* [MATERIALS PROVIDED]:

========================

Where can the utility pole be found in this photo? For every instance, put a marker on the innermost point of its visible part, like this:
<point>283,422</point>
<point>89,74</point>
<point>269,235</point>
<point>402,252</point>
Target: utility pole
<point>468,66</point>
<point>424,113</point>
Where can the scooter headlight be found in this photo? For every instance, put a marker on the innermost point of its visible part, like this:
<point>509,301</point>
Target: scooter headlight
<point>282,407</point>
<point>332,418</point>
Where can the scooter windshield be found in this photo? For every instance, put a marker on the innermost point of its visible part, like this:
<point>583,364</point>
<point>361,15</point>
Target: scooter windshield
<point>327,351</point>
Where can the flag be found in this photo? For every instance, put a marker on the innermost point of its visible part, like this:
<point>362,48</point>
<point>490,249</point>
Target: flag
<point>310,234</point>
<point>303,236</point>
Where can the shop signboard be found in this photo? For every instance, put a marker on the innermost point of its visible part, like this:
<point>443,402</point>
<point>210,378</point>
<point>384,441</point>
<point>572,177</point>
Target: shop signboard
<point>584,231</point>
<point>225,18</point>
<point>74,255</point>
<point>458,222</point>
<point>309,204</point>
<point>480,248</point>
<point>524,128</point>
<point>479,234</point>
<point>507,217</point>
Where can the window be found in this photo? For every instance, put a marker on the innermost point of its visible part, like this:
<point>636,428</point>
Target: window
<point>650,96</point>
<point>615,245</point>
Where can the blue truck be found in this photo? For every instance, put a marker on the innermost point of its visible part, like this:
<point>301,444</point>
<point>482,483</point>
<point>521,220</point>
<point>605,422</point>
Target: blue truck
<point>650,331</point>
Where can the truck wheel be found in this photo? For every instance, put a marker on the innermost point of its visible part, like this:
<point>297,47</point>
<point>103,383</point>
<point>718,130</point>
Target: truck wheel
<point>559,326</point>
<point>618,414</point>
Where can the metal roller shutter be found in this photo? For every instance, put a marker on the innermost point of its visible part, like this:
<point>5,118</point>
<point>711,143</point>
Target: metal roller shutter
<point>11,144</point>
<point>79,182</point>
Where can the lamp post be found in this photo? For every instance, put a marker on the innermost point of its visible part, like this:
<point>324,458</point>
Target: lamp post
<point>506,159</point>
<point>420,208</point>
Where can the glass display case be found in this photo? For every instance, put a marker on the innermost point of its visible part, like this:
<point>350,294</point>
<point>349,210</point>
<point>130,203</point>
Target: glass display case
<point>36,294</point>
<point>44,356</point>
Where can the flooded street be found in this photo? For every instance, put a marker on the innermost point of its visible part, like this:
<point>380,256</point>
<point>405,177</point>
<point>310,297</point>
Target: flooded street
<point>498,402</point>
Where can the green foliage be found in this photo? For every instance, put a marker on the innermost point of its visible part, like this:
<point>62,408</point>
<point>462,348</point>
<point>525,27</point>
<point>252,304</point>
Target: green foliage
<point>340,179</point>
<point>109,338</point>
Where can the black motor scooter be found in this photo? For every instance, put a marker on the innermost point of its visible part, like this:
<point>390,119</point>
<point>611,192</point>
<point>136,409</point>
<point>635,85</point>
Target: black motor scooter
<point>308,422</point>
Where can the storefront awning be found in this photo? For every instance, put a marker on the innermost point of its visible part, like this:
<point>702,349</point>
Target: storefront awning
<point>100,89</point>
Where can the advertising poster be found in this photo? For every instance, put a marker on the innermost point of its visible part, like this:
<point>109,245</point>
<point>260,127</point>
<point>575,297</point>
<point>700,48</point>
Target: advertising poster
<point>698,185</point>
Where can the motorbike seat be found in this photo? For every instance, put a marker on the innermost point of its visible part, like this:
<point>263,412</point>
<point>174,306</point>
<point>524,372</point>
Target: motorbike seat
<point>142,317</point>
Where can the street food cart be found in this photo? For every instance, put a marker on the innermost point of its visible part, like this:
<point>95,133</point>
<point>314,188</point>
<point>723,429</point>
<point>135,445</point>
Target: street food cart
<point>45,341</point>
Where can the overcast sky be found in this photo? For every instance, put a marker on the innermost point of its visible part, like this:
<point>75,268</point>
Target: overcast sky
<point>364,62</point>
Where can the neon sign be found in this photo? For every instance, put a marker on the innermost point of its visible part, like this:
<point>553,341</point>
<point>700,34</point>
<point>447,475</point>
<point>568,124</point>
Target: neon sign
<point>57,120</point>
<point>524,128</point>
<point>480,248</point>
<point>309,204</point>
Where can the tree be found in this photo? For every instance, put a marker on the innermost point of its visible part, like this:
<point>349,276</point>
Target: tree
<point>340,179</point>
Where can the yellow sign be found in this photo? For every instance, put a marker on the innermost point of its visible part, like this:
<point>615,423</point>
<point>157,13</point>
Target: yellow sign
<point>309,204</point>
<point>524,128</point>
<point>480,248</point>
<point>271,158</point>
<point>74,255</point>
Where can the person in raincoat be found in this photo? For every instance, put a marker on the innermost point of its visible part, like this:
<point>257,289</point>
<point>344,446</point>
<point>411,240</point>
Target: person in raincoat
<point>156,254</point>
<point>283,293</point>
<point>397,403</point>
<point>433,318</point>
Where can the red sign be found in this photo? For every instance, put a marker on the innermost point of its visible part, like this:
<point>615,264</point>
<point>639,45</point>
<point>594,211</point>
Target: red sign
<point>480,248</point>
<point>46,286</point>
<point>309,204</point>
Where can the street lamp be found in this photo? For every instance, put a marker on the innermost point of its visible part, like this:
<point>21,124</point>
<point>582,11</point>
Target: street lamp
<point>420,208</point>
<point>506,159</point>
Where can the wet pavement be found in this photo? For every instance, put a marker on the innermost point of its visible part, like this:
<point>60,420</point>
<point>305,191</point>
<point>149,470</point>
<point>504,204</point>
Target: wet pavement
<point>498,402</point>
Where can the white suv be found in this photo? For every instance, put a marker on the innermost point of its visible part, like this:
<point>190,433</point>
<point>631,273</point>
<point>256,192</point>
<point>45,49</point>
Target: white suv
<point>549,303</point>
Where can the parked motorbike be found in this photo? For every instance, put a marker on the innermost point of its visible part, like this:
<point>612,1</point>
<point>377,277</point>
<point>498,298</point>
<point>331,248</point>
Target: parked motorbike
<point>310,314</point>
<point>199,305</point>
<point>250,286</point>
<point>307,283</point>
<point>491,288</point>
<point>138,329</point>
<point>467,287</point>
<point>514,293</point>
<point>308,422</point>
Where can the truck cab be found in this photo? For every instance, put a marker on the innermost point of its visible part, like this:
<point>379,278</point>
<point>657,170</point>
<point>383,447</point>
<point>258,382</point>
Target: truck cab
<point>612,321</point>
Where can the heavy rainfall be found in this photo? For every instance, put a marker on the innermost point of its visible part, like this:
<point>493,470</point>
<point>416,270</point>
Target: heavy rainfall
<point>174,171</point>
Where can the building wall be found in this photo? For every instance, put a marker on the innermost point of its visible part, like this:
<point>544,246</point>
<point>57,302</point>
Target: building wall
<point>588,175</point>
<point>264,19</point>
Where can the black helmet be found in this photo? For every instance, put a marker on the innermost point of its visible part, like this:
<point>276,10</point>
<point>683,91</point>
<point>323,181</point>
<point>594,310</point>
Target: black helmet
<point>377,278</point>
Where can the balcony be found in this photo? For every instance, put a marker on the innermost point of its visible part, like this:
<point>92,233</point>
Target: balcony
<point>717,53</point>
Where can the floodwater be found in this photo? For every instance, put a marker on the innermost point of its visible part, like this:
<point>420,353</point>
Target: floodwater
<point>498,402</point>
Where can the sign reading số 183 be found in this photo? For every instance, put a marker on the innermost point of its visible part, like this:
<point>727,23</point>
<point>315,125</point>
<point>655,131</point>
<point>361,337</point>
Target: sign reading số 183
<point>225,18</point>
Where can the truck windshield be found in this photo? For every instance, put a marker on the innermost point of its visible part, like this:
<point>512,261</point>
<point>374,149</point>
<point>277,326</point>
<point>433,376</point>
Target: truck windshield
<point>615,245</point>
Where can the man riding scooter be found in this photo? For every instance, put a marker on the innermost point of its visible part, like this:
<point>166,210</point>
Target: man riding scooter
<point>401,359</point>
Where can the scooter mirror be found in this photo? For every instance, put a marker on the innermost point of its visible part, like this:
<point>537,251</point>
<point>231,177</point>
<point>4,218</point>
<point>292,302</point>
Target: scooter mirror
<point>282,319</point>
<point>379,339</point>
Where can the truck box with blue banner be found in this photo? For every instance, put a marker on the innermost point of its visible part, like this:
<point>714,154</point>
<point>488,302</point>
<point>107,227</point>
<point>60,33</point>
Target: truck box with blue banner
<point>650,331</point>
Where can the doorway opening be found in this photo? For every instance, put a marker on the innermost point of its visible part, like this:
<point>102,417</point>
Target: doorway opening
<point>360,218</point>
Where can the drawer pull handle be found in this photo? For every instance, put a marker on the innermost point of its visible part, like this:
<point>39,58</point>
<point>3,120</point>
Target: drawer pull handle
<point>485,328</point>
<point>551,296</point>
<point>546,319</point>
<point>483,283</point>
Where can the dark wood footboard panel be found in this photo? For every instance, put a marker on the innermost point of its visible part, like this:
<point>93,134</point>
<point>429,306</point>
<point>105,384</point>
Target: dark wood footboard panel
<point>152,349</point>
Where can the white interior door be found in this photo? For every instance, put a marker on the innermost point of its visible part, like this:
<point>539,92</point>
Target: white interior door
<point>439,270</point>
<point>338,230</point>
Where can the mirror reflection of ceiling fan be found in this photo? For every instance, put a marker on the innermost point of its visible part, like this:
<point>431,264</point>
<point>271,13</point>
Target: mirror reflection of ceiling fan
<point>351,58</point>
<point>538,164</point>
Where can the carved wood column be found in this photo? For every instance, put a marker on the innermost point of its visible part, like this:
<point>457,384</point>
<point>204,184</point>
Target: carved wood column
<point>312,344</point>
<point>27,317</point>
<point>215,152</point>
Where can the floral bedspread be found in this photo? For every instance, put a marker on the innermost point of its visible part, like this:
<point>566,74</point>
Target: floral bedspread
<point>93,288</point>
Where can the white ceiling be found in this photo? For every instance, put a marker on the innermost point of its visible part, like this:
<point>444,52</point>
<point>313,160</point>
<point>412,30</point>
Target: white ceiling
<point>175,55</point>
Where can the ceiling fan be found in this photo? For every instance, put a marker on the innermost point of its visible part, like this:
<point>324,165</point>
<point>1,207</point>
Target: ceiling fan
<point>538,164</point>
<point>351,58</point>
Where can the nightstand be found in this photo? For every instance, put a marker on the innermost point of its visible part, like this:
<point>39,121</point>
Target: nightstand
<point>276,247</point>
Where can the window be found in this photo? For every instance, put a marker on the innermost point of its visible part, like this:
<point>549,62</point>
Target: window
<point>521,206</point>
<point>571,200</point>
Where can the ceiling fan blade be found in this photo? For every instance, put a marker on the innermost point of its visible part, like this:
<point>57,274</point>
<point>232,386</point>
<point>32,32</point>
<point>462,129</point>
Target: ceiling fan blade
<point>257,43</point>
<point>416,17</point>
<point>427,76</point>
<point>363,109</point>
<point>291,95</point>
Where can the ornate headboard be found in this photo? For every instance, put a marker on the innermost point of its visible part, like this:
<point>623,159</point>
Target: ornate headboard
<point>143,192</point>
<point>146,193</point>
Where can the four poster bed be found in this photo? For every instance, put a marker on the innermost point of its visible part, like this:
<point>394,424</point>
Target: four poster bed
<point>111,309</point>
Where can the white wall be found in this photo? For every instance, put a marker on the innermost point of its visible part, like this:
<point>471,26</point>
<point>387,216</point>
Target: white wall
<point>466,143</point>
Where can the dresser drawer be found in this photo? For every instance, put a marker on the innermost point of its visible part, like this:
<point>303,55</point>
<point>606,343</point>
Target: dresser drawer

========================

* [TASK GOAL]: Render the portion of the data above as a numbered list. Begin with the line containing "Where can the doorway", stop after the line containing "<point>360,218</point>", and skip any blank lines.

* [FULL RESPONSE]:
1. Where can the doorway opening be found in this photo? For every instance, put a marker on the innermost point of its visible part, like this:
2. <point>102,417</point>
3. Target: doorway opening
4. <point>360,218</point>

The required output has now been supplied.